Boris is a middle-aged grocer with a stained t-shirt and a big grin. He prefers customers who pay in cash, and he tosses apples to the latchkey kids who come by after school. He donates blood as often as he can. He’s unfazed by needles and knows that his blood type – O negative – is the magic kind that can help anyone.
That’s how I imagine him.
My sister-in-law and I named my anonymous blood donor Boris. The charge nurse who is named after a month that is not April, May nor June warned me I could become cold as his blood first circulated throughout my body. As I watched the beet red liquid slink its way through the plastic tube attached to the port in my chest, I thought of the Buffy episode in which Spike takes Buffy to a brothel where humans pay vampires to drink their blood. I did not get cold.
I needed a blood transfusion because chemotherapy caused my hemoglobin to drop. Hemoglobin is a protein that carries oxygen around the body, and low hemoglobin is related to anemia, a condition I had for a while as a teenager. I don’t remember feeling tired back then, but I do remember applying gold eyeliner before school and my mom shouting up the stairs, “Iron pills!” I didn’t like taking pills. Sometimes I lied to my mom and was mean about it. “I took the stupid iron pills Mom. Why do you always think I’m lying?”

» Supplied entries:
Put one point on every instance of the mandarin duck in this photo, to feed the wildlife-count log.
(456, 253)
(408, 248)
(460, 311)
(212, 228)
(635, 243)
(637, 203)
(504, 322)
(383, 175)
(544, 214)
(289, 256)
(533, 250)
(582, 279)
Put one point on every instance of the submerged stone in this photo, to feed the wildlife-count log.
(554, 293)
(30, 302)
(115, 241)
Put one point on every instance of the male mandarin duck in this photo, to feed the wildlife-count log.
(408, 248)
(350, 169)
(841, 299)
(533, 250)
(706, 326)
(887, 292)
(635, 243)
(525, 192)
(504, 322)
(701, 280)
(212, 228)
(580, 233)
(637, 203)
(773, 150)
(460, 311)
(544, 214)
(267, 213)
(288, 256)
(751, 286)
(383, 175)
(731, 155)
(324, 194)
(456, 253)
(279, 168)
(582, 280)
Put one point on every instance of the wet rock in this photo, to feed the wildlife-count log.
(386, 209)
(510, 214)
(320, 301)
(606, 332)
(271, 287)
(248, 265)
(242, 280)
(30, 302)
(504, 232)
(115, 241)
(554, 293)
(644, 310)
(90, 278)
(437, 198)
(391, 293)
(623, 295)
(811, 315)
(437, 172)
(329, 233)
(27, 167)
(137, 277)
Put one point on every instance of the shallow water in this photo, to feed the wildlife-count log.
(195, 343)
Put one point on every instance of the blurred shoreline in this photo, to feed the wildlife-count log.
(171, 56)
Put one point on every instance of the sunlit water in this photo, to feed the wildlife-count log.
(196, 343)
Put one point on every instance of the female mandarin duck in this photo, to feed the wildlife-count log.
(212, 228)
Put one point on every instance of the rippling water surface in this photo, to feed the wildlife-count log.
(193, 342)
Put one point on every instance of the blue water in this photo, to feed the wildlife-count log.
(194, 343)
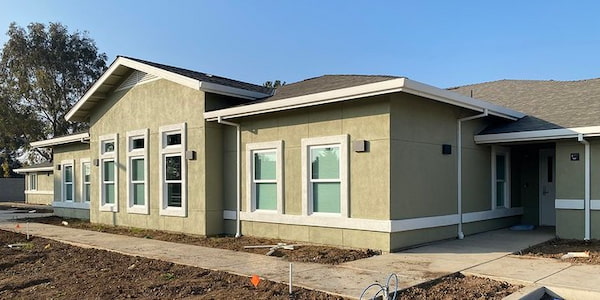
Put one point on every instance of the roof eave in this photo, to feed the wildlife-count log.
(537, 135)
(366, 90)
(80, 137)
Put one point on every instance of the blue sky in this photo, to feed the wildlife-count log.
(442, 43)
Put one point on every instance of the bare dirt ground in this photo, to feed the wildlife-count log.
(558, 247)
(458, 286)
(46, 269)
(302, 253)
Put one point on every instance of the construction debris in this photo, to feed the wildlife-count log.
(273, 248)
(576, 254)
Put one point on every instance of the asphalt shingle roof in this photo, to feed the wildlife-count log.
(207, 77)
(549, 104)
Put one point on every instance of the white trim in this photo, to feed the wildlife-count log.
(38, 192)
(61, 140)
(63, 164)
(362, 91)
(71, 205)
(172, 150)
(503, 151)
(108, 156)
(137, 154)
(32, 170)
(388, 226)
(171, 76)
(568, 204)
(537, 135)
(82, 162)
(276, 146)
(342, 141)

» Work task 1: In the essay about a blood transfusion, why did the writer need the transfusion?
» Work task 2: Retype the passage from the blood transfusion essay, starting at "My sister-in-law and" and ending at "not get cold.".
» Work task 3: Extend the blood transfusion essay beyond its final sentence, in the same voice.

» Answer box 1: Chemotherapy caused the writer's hemoglobin to drop.

» Answer box 2:
My sister-in-law and I named my anonymous blood donor Boris. The charge nurse who is named after a month that is not April, May nor June warned me I could become cold as his blood first circulated throughout my body. As I watched the beet red liquid slink its way through the plastic tube attached to the port in my chest, I thought of the Buffy episode in which Spike takes Buffy to a brothel where humans pay vampires to drink their blood. I did not get cold.

» Answer box 3:
I felt weird about getting a blood transfusion. Who is this Boris fellow and what’s in his blood? The nurse assured me the process of preparing blood for transfer is safe. When she began using words like centrifuge and storage conditions, I realized I didn’t care and stared at the hazardous waste bin.
This was not the first time I didn’t understand something. Most days I don’t understand most things. I implicitly trust the expertise of other people when I drive my car, turn on my stove, and send my children back to in-person school.
The working title of my first novel Edie Richter is Not Alone was You Belong to Everyone. One theme in the novel is that despite whatever intentions we might have to be self-sufficient and independent, we are connected and have a responsibility to each other. This is not a noteworthy observation, but it’s something I felt like exploring.
Now, being treated for cancer, I can’t escape this idea. Week after week, I go to the hospital for everyone who loves me, including, but not limited to, myself. I don’t know how doxorubicin and cyclophosphamide work. I can’t even spell them without googling.
This morning, someone ran a stop sign just as I stepped into the intersection. It reminded me that today, like every day, my life is in other people’s hands.
What I’m saying is that everyone should get vaccinated.